_INPUT DATA_
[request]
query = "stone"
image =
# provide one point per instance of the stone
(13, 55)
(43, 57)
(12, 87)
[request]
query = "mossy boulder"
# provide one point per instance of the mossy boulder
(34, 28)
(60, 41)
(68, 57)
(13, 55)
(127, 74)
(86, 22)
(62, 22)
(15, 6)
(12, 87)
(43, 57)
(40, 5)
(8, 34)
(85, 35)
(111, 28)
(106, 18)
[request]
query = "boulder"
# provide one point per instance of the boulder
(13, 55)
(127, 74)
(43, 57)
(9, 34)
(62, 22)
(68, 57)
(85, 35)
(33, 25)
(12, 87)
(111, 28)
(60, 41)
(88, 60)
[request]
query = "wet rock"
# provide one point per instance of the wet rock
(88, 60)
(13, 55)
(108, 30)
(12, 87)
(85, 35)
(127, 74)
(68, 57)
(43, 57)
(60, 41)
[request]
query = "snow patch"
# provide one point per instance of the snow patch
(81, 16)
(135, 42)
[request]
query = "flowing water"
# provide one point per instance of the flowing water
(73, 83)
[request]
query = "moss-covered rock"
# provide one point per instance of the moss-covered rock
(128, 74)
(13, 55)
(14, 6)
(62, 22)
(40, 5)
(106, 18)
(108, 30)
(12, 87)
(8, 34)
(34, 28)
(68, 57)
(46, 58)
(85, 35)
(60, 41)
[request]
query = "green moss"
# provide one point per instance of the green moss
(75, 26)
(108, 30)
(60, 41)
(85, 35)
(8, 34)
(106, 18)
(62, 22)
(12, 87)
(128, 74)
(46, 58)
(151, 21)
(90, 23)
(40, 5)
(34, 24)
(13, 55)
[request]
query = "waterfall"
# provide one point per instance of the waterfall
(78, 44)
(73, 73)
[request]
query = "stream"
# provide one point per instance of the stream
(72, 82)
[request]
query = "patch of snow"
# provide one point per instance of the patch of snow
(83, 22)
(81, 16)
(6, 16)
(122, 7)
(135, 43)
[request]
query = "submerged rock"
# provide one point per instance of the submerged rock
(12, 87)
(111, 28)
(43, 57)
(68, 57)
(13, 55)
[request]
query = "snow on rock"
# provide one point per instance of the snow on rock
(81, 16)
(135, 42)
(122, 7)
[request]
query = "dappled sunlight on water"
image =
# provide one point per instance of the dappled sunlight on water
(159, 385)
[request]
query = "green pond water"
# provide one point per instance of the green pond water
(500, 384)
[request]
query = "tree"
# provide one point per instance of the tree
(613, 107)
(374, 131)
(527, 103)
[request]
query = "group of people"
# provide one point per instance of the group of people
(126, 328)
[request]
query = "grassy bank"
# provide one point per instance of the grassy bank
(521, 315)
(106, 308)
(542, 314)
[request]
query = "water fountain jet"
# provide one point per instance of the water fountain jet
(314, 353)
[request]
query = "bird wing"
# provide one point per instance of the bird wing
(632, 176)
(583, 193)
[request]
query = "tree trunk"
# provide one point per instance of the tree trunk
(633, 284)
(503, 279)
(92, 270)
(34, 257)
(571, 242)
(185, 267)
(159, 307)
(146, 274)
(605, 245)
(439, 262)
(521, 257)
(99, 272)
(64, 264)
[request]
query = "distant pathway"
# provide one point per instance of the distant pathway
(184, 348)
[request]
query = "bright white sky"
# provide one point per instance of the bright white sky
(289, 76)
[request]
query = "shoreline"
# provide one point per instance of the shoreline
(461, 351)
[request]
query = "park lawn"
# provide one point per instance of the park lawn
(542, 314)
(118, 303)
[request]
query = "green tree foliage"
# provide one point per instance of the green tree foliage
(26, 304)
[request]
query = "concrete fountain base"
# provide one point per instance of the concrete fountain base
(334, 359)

_GOAL_
Would you write down every record again, exactly?

_SOLUTION TO THE EXERCISE_
[request]
query = "stone"
image =
# provide one point per instance of the stone
(13, 55)
(43, 57)
(12, 87)
[request]
query = "mossy boulder"
# provide one point per instance of the mossy boulder
(34, 28)
(60, 41)
(68, 57)
(13, 55)
(127, 74)
(86, 22)
(62, 22)
(15, 6)
(12, 87)
(43, 57)
(40, 5)
(8, 34)
(85, 35)
(111, 28)
(106, 18)
[request]
query = "boulder"
# provide one point per instance of the boulder
(13, 55)
(127, 74)
(43, 57)
(9, 34)
(62, 22)
(68, 57)
(85, 35)
(33, 25)
(12, 87)
(111, 28)
(60, 41)
(88, 60)
[request]
query = "wet rock"
# provide one point per instance of the wet rock
(88, 60)
(13, 55)
(108, 30)
(12, 87)
(85, 35)
(127, 74)
(68, 57)
(43, 57)
(60, 41)
[request]
query = "snow patch"
# provide one point per instance of the snow patch
(81, 16)
(135, 42)
[request]
query = "flowing water"
# provide one point per instance of the flowing water
(73, 83)
[request]
query = "moss-covered rock"
# provide one point per instance of the moss-covered rock
(128, 74)
(13, 55)
(14, 6)
(62, 22)
(40, 5)
(106, 18)
(108, 30)
(12, 87)
(8, 34)
(34, 28)
(68, 57)
(46, 58)
(85, 35)
(60, 41)
[request]
query = "green moss"
# provide one point per instance of the green moss
(75, 26)
(108, 30)
(60, 41)
(85, 35)
(8, 34)
(106, 18)
(62, 22)
(12, 87)
(128, 74)
(46, 58)
(151, 21)
(90, 23)
(40, 5)
(34, 24)
(13, 55)
[request]
query = "waterfall"
# provide one point per instance of the waterfall
(78, 44)
(73, 73)
[request]
query = "stream"
# provide one point per instance of the stream
(72, 82)
[request]
query = "patch of snow"
# provide one point per instance of the patch of snow
(83, 22)
(81, 16)
(6, 16)
(122, 7)
(135, 43)
[request]
query = "submerged rock"
# provide one point per instance of the submerged rock
(12, 87)
(111, 28)
(43, 57)
(68, 57)
(13, 55)
[request]
query = "snow on rock"
# provide one point per instance of the snow on rock
(81, 16)
(135, 42)
(122, 7)
[request]
query = "dappled sunlight on water"
image =
# provide one point per instance of the dappled sunlight on water
(159, 385)
[request]
query = "green pond water"
# provide one point per instance of the green pond water
(500, 384)
[request]
query = "tree"
# provide one point per instance of the tree
(613, 107)
(374, 131)
(527, 103)
[request]
query = "group of people"
# provide one point per instance of the group of people
(126, 328)
[request]
query = "grassy bank"
# provide one point per instance of the grassy bank
(521, 315)
(106, 308)
(542, 314)
[request]
query = "water fountain jet"
# provide one point per instance of the water fountain jet
(314, 353)
[request]
query = "bird wing"
# provide one point per instance of the bird wing
(632, 176)
(583, 193)
[request]
query = "tree trunk"
# provide one point per instance of the tree trunk
(633, 284)
(503, 279)
(92, 270)
(34, 257)
(571, 242)
(185, 267)
(159, 307)
(146, 274)
(605, 245)
(439, 262)
(521, 257)
(99, 272)
(64, 264)
[request]
query = "distant pathway"
# provide one point per instance of the distant pathway
(184, 348)
[request]
query = "bright white sky"
# provide one point per instance of the bright white sky
(289, 76)
[request]
query = "shoreline"
# provide one point per instance of the shoreline
(461, 351)
[request]
query = "park lawn"
# provide one point per instance of the park lawn
(542, 314)
(118, 303)
[request]
query = "green tree foliage"
# provide one point per instance of the green tree foliage
(26, 304)
[request]
query = "concrete fountain base"
# provide one point per instance of the concrete fountain base
(334, 359)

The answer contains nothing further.